## [Trabajo requerido]
Convierte todas las filas siguientes en una lista JSON de cadenas, con una cadena por cada línea y omitiendo las líneas en blanco.

## [Fragmentos de datos de anotación de puntos]
----------
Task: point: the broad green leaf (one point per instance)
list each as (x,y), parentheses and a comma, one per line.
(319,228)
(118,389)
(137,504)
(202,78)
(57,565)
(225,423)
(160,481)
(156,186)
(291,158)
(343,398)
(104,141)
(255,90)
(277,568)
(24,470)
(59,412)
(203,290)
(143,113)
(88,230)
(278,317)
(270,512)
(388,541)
----------
## [Respuesta]
[
  "Task: point: the broad green leaf (one point per instance)",
  "list each as (x,y), parentheses and a comma, one per line.",
  "(319,228)",
  "(118,389)",
  "(137,504)",
  "(202,78)",
  "(57,565)",
  "(225,423)",
  "(160,481)",
  "(156,186)",
  "(291,158)",
  "(343,398)",
  "(104,141)",
  "(255,90)",
  "(277,568)",
  "(24,470)",
  "(59,412)",
  "(203,290)",
  "(143,113)",
  "(88,230)",
  "(278,317)",
  "(270,512)",
  "(388,541)"
]